* _Goal_:
How many lines in the records below contain the word "lighthouse", with case counting? Reply with the number only.

* _Source records_:
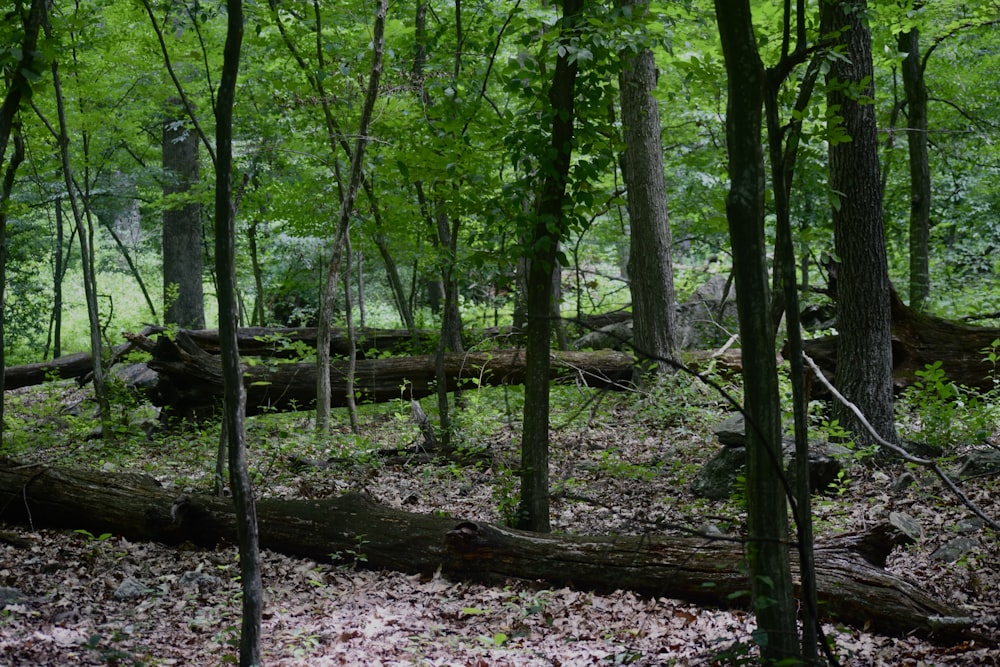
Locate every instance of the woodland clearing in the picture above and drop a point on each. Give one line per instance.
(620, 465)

* * *

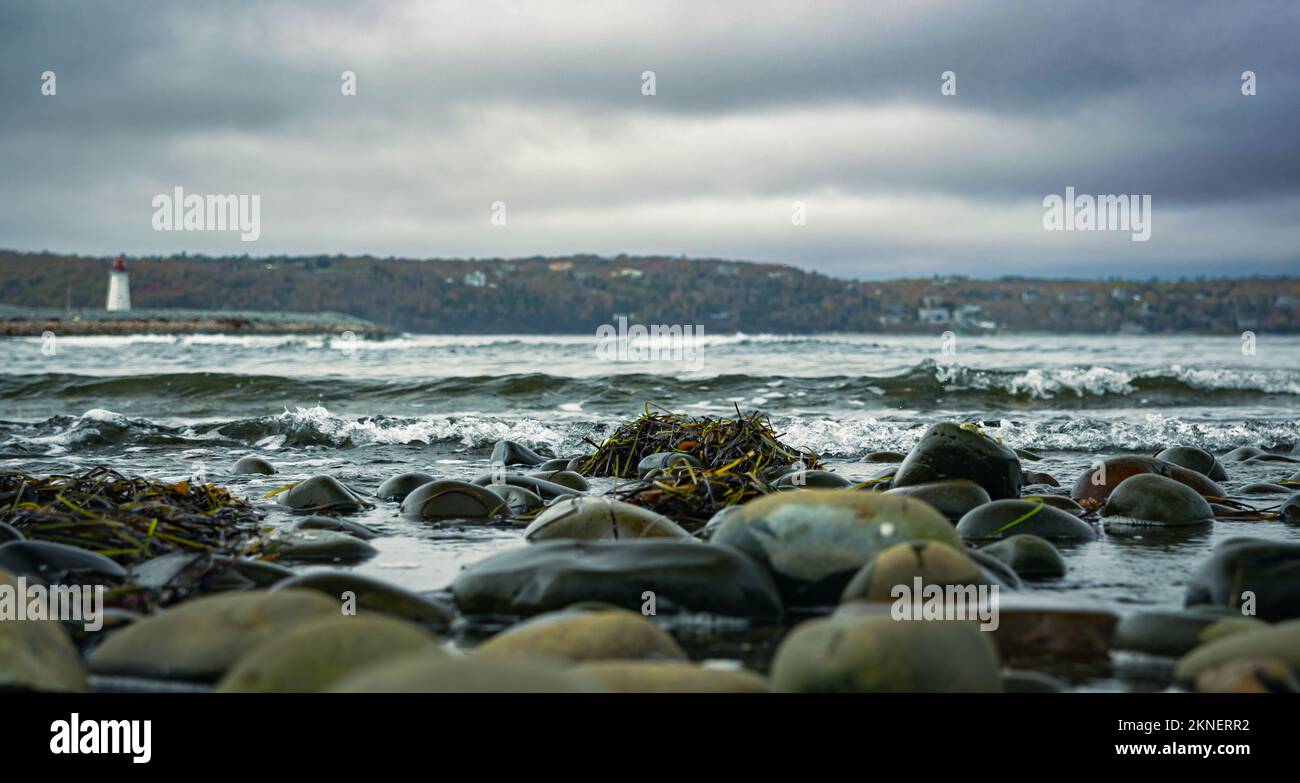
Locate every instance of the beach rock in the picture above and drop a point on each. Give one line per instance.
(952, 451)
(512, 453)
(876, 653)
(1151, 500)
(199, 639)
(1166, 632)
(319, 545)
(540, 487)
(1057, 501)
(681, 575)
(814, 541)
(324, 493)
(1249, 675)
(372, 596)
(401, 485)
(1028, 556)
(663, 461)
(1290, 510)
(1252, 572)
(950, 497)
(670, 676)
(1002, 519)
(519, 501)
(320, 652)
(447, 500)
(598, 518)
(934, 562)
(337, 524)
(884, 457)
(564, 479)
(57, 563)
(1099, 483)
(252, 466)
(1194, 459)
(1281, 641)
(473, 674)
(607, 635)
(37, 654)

--

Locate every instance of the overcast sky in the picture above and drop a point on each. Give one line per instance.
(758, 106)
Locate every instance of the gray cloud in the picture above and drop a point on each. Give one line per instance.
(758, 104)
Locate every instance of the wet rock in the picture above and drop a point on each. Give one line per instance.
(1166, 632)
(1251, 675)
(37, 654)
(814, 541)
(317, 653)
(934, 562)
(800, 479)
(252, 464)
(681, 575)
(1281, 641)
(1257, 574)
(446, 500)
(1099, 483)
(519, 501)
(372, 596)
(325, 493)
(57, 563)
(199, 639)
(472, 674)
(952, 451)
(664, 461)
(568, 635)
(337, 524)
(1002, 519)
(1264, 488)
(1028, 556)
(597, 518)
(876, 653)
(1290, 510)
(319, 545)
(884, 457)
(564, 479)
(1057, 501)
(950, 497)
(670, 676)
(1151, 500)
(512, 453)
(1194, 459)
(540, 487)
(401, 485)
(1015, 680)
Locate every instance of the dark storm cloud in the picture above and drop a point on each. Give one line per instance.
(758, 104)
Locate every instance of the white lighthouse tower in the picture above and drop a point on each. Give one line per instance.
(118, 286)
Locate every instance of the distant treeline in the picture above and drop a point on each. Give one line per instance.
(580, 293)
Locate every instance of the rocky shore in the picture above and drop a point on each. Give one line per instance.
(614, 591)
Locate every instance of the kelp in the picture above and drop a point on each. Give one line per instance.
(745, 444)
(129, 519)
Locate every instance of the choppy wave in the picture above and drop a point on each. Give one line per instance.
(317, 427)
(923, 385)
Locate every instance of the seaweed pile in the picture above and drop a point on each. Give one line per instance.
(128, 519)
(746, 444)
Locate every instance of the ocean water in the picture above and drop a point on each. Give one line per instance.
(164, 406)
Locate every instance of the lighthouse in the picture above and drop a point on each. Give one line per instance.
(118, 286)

* _Response to the exercise_:
2